▸ **Your instructions**: Find every line in the material below that contains the string "blue", matching case exactly, and copy each of those lines in full.
::: Listed records
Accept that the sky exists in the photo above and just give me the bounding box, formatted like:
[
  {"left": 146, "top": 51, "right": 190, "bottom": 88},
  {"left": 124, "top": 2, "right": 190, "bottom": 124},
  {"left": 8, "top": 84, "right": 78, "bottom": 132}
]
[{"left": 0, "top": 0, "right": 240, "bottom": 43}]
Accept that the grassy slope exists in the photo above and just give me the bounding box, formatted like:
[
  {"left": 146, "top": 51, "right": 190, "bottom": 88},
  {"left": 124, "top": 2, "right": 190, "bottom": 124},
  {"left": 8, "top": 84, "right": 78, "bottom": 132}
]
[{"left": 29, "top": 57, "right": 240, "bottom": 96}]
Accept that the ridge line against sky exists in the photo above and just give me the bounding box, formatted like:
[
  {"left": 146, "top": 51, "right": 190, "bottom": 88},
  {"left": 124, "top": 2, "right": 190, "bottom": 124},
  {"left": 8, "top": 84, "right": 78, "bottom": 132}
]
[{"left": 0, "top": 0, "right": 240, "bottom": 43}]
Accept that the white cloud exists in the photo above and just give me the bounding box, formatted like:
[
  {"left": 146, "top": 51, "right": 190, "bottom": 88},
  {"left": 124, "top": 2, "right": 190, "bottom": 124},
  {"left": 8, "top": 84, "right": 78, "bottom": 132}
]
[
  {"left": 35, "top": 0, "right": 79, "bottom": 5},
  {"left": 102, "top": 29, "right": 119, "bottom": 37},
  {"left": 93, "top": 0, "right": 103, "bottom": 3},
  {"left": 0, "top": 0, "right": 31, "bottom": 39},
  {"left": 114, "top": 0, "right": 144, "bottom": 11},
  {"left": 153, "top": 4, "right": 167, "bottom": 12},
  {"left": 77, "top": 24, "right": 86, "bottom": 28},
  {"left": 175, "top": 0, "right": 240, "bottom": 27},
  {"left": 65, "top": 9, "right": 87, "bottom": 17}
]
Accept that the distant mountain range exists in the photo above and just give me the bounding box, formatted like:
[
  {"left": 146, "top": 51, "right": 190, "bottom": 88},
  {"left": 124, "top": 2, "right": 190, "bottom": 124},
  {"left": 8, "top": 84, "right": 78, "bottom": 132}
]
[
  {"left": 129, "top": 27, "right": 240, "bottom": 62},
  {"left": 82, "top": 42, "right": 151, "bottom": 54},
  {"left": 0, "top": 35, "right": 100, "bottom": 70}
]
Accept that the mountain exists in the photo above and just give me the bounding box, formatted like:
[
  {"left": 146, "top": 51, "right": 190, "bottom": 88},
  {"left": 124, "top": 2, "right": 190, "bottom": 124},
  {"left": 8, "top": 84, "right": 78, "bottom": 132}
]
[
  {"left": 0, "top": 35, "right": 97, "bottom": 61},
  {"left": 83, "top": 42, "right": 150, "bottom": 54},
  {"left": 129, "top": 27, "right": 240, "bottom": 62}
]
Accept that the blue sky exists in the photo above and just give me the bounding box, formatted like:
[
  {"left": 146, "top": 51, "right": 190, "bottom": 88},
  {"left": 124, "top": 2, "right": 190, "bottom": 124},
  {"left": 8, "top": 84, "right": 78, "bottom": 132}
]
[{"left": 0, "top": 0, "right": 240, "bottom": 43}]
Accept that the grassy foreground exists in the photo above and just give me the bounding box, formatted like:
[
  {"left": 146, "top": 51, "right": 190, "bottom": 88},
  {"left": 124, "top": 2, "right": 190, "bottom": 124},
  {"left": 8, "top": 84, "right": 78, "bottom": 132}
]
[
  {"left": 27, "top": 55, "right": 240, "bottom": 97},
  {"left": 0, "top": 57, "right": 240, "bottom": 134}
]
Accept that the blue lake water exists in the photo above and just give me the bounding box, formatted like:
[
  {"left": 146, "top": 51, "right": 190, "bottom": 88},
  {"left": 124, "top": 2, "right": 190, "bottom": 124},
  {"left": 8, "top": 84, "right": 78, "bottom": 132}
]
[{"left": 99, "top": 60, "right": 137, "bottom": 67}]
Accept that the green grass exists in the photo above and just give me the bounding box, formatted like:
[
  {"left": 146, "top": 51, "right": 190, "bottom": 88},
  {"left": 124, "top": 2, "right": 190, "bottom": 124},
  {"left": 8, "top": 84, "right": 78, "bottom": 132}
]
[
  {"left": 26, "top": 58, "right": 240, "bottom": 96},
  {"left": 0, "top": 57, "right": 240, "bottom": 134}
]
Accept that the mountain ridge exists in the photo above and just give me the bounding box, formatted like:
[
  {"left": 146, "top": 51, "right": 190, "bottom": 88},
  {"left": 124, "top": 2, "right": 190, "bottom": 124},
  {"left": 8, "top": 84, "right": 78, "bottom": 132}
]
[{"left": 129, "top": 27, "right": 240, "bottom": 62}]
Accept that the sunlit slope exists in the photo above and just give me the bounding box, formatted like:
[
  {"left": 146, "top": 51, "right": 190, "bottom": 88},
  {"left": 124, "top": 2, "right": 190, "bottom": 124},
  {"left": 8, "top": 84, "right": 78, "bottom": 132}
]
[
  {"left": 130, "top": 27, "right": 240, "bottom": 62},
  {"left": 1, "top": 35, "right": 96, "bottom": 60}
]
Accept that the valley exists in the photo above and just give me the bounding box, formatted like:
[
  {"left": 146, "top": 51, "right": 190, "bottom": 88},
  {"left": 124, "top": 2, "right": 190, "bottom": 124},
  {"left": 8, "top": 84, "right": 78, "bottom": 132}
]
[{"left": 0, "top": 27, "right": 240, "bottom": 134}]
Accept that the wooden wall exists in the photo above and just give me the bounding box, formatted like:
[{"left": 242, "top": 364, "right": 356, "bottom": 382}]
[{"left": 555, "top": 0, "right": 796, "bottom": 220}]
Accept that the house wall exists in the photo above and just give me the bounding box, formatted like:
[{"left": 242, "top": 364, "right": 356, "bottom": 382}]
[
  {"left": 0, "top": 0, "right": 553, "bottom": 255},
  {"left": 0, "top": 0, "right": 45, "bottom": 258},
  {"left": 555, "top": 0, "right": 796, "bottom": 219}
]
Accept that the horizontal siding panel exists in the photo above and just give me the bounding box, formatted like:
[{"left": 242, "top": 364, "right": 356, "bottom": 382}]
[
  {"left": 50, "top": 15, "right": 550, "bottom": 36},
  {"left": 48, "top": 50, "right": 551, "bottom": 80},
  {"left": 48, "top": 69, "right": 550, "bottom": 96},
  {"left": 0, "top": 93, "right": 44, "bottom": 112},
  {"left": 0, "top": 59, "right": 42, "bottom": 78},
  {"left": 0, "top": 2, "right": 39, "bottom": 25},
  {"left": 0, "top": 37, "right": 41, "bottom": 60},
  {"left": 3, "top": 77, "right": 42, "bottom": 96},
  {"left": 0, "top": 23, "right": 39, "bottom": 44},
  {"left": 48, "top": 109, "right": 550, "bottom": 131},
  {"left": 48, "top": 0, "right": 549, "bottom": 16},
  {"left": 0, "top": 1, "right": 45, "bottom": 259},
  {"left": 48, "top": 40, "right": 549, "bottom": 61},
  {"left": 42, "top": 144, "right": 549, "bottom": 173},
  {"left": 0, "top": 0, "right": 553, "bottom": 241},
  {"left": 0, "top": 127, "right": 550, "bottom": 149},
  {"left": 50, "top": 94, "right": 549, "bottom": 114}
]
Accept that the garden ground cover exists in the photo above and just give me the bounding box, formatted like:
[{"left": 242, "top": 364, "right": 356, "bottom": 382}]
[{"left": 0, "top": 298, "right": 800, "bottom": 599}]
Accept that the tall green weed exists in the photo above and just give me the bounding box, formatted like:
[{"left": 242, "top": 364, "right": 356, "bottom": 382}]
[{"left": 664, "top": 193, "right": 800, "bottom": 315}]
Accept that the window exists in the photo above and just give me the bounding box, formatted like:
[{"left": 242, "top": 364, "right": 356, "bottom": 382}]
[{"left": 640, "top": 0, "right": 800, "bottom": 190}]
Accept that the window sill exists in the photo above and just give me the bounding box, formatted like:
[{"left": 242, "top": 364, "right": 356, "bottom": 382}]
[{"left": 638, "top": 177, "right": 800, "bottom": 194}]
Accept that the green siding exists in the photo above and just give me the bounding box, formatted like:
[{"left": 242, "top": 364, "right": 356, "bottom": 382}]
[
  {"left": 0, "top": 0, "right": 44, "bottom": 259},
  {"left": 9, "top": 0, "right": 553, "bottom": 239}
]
::::::
▸ **Answer for the task**:
Accept that the blue sky exists in the photo above and just give me the bounding box, formatted like:
Accept that the blue lake water exists in the photo above and just give me the bounding box, formatted like:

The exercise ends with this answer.